**Problem requirements**
State only the number of lines in the material below that contain the word "dark".

(Stored items from a collection)
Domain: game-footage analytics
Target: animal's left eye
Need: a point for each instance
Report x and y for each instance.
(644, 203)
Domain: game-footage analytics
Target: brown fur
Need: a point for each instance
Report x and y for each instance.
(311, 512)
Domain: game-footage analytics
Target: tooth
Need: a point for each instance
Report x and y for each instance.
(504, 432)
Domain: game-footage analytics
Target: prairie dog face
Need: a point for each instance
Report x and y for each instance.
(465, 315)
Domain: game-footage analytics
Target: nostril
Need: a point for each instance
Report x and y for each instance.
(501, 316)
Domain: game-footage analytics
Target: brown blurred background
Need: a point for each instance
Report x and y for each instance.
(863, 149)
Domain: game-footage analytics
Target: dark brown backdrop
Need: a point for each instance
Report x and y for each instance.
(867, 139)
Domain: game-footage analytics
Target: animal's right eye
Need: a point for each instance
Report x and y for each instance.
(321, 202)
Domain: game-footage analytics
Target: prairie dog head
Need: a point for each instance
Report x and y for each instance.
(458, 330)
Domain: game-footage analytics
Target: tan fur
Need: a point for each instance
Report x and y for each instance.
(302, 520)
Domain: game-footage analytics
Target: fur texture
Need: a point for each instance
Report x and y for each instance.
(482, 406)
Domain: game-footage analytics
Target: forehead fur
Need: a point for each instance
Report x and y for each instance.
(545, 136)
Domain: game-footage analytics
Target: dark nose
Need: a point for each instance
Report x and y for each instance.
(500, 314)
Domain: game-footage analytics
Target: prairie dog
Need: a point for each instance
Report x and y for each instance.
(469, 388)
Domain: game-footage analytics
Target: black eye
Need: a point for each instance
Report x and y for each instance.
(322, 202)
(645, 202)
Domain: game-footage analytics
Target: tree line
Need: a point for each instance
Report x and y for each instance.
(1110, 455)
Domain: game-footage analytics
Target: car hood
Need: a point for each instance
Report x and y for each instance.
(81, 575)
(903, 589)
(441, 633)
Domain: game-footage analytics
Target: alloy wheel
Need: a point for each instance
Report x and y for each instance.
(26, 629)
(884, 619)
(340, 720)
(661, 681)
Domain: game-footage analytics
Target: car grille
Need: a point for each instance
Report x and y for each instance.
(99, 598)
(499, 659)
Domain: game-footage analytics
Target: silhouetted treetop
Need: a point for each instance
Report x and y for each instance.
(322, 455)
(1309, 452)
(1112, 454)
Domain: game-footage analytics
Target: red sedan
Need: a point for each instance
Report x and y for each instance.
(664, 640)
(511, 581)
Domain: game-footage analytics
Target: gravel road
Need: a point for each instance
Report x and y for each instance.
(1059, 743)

**Written response**
2